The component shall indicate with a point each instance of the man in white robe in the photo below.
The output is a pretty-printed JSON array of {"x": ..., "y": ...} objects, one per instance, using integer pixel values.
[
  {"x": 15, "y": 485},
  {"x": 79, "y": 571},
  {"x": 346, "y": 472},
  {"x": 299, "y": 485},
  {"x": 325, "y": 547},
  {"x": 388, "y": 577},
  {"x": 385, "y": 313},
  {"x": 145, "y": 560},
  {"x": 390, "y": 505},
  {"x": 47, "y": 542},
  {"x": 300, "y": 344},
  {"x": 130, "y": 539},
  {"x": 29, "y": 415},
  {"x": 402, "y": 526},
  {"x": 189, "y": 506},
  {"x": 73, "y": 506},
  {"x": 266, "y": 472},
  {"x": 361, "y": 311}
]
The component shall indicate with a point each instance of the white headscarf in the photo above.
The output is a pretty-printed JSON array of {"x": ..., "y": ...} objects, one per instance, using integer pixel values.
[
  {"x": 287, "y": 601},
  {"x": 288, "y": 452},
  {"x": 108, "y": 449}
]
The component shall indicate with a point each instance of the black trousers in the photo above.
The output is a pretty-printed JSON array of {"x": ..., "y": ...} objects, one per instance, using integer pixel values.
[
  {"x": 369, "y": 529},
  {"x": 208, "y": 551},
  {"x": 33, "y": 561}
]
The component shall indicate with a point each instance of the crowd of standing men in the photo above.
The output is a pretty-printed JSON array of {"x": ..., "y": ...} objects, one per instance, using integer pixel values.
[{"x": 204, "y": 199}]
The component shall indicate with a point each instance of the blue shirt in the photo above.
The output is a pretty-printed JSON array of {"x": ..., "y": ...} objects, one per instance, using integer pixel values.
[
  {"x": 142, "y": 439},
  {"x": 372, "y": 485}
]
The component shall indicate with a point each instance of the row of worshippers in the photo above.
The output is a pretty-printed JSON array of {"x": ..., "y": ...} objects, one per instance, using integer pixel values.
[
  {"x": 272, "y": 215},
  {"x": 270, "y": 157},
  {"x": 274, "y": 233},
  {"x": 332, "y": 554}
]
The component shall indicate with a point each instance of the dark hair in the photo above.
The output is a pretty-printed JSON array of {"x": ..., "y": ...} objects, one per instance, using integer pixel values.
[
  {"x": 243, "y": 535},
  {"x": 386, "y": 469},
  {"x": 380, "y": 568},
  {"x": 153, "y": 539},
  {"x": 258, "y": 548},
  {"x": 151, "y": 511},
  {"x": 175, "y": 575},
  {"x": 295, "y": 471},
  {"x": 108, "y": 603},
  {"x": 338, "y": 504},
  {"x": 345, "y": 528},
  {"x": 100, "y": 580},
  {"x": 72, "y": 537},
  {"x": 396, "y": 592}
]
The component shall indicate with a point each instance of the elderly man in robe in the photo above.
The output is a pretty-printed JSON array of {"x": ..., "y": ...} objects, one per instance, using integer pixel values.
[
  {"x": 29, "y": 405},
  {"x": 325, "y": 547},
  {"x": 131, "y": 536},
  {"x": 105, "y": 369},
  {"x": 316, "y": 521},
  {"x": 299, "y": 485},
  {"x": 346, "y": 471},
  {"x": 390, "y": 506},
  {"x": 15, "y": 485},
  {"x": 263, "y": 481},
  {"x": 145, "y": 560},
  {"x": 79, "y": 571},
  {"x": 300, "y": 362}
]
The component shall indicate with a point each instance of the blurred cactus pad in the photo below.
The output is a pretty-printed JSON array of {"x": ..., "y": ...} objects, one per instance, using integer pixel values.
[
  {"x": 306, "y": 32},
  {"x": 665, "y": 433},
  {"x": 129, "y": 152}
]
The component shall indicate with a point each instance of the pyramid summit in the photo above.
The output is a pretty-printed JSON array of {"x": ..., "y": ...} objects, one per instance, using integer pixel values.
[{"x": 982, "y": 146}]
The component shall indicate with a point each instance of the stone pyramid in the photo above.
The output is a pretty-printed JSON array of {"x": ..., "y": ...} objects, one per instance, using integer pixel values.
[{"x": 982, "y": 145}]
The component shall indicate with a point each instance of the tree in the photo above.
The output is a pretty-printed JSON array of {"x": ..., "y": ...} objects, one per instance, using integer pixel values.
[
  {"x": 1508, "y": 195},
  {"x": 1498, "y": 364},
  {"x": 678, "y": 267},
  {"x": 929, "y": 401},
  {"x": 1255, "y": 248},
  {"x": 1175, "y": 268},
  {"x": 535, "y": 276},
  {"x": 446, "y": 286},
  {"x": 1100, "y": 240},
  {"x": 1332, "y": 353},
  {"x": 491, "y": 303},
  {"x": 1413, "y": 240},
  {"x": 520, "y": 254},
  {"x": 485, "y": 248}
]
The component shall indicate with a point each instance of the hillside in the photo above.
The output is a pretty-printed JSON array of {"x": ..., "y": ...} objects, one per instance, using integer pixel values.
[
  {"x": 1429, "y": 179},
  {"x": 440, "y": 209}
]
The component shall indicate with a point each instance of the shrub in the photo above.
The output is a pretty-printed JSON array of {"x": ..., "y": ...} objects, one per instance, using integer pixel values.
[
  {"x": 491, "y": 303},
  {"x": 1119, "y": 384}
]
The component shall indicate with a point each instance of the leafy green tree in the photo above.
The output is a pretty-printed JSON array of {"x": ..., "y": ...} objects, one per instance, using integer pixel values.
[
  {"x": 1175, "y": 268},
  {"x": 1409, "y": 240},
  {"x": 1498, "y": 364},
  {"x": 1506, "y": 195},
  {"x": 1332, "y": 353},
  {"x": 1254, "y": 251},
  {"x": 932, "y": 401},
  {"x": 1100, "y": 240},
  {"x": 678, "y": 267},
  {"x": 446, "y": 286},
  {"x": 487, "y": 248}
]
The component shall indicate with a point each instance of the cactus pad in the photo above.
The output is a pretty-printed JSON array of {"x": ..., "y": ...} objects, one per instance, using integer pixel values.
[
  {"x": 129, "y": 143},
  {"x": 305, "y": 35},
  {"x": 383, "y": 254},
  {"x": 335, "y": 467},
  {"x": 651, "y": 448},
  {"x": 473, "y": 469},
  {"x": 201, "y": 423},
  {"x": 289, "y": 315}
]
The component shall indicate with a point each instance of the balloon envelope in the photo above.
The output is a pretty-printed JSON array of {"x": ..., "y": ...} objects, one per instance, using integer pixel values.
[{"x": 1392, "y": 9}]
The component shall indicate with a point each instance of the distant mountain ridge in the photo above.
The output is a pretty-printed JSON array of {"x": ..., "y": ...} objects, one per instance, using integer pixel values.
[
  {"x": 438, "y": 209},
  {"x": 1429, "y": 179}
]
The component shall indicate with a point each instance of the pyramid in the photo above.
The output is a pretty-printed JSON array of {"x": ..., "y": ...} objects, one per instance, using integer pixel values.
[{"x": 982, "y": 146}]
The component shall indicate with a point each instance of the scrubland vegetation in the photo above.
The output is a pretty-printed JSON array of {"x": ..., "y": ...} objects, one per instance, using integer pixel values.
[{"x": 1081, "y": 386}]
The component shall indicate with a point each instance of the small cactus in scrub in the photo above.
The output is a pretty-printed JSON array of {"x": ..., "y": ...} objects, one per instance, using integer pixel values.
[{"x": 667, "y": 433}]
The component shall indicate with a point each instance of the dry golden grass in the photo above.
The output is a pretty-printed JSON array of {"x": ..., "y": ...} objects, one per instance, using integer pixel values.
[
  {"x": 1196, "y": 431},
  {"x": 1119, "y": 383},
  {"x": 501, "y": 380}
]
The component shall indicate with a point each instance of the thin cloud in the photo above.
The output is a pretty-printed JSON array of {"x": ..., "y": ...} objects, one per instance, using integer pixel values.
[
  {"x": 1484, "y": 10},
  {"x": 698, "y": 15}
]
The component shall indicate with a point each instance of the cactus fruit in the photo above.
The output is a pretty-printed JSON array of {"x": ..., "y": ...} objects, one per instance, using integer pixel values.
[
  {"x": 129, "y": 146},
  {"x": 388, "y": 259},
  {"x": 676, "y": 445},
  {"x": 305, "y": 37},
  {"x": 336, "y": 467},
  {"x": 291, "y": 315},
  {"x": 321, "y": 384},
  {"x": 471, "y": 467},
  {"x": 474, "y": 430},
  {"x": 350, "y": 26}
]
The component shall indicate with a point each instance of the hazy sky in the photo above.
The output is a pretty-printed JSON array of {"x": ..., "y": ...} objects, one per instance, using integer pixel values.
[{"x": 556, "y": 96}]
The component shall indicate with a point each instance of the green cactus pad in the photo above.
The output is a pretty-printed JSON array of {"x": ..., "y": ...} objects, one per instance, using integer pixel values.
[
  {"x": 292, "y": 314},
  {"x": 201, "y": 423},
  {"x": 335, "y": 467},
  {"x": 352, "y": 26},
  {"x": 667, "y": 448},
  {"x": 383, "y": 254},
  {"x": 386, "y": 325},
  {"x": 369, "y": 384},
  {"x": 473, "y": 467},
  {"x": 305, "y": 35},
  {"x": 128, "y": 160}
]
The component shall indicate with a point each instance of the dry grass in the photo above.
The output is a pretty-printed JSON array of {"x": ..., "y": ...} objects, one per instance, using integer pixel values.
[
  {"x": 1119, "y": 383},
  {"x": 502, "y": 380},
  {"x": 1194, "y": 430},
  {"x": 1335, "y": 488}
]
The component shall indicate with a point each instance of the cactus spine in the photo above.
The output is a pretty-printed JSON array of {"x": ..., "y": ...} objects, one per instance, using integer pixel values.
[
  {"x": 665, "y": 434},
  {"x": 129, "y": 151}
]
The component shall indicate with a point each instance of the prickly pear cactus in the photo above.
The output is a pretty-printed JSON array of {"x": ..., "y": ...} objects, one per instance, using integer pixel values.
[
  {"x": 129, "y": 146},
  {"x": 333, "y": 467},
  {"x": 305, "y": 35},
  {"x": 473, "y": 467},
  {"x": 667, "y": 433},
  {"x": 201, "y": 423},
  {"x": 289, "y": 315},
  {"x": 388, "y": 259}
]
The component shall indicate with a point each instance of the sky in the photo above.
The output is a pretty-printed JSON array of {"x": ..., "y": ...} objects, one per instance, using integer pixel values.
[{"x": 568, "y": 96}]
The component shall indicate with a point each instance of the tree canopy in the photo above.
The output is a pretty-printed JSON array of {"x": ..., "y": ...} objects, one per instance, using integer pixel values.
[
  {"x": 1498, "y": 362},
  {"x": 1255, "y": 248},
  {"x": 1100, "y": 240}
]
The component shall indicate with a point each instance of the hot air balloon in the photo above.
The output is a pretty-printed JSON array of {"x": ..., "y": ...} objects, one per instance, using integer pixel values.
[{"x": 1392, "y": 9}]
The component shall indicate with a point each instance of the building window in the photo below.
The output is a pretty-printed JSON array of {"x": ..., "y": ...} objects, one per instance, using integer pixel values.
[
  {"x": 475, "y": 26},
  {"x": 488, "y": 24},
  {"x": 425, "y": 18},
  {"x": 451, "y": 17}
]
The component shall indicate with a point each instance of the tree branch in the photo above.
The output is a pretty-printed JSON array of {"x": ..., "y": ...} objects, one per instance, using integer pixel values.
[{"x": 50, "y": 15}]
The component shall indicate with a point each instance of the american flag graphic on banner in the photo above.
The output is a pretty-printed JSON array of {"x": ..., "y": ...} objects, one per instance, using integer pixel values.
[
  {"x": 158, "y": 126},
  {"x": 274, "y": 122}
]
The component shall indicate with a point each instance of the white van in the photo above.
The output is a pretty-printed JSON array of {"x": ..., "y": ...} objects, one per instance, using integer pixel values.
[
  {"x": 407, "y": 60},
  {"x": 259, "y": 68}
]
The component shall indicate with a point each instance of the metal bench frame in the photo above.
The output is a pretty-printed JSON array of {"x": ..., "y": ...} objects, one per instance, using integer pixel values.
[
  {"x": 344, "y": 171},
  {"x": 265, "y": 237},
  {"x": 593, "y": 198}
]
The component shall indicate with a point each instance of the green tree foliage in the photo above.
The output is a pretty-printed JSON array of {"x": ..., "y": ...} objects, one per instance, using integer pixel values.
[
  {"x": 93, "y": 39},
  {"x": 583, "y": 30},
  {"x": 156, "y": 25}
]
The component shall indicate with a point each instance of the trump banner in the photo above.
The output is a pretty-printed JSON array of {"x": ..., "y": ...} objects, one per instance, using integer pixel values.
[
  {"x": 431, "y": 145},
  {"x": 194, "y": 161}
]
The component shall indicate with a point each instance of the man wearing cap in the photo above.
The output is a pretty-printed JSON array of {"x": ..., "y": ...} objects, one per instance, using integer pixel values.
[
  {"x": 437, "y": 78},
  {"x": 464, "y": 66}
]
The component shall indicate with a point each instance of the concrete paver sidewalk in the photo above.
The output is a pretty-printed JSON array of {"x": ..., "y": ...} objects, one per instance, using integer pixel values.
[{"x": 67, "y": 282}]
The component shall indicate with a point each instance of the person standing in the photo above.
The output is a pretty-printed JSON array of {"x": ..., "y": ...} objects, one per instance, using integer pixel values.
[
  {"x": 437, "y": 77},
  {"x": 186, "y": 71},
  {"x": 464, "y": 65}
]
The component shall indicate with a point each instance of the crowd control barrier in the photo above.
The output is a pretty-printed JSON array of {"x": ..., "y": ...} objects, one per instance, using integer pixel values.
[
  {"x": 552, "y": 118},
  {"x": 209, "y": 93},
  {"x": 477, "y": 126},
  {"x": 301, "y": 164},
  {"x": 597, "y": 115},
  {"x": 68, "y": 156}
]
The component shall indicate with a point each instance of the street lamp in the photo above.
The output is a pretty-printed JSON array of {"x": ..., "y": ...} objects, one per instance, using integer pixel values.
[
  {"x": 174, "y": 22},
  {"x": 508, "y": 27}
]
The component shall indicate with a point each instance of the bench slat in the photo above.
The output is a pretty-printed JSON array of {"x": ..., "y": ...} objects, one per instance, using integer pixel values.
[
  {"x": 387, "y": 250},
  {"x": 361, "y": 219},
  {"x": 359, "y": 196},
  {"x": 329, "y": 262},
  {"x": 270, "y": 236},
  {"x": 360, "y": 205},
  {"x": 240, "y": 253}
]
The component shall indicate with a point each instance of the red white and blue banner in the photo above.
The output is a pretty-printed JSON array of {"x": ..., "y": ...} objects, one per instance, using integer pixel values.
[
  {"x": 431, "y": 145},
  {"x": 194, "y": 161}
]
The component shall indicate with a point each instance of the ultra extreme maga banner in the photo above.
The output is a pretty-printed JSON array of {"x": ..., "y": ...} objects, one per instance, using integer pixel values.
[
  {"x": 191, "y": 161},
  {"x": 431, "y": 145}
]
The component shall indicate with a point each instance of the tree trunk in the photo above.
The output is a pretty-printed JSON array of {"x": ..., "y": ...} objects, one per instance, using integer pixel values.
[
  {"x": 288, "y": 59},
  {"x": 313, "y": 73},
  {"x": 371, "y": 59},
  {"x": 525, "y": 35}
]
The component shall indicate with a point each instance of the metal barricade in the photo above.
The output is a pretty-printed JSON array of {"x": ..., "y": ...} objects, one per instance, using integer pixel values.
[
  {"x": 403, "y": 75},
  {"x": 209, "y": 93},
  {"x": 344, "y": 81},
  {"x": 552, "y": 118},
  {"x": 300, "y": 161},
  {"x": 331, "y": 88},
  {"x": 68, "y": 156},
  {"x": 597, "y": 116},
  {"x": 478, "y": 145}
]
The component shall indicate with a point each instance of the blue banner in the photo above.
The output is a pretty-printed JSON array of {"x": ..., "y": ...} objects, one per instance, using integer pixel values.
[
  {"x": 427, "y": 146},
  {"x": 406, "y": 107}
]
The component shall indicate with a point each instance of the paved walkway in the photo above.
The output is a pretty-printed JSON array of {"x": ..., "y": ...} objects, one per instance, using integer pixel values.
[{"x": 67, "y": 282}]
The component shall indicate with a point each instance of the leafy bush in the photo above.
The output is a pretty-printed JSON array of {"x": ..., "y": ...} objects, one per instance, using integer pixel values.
========================================
GIVEN EXERCISE: Beginning with the line that contains "barricade in the photo above.", quote each line exactly through the last line of the entries above, and nothing beyond them.

COMPLETED TASK:
The component shall indicate with a point each instance of the metal barricade in the photo above.
The output is a pretty-printed JSON array of {"x": ..., "y": ...} objects, one per instance, using integer pixel values.
[
  {"x": 403, "y": 75},
  {"x": 209, "y": 93},
  {"x": 344, "y": 81},
  {"x": 552, "y": 118},
  {"x": 300, "y": 161},
  {"x": 331, "y": 88},
  {"x": 68, "y": 156},
  {"x": 597, "y": 116},
  {"x": 478, "y": 145}
]
The component shall indicate with a point each instance of the blue banner in the photo above.
The output is a pretty-printed JSON array of {"x": ..., "y": ...} objects, one per instance, using integer pixel values.
[
  {"x": 427, "y": 146},
  {"x": 406, "y": 107}
]
The component shall indicate with a point each instance of the paved walkway in the photo above.
The output is a pretty-printed JSON array of {"x": ..., "y": ...} objects, one per instance, using integer pixel values.
[{"x": 67, "y": 282}]
The component shall indicate with a point each instance of the leafy bush in the photo above.
The output is a pretty-printed JSON array of {"x": ..., "y": ...} objects, one per instance, using integer pixel values.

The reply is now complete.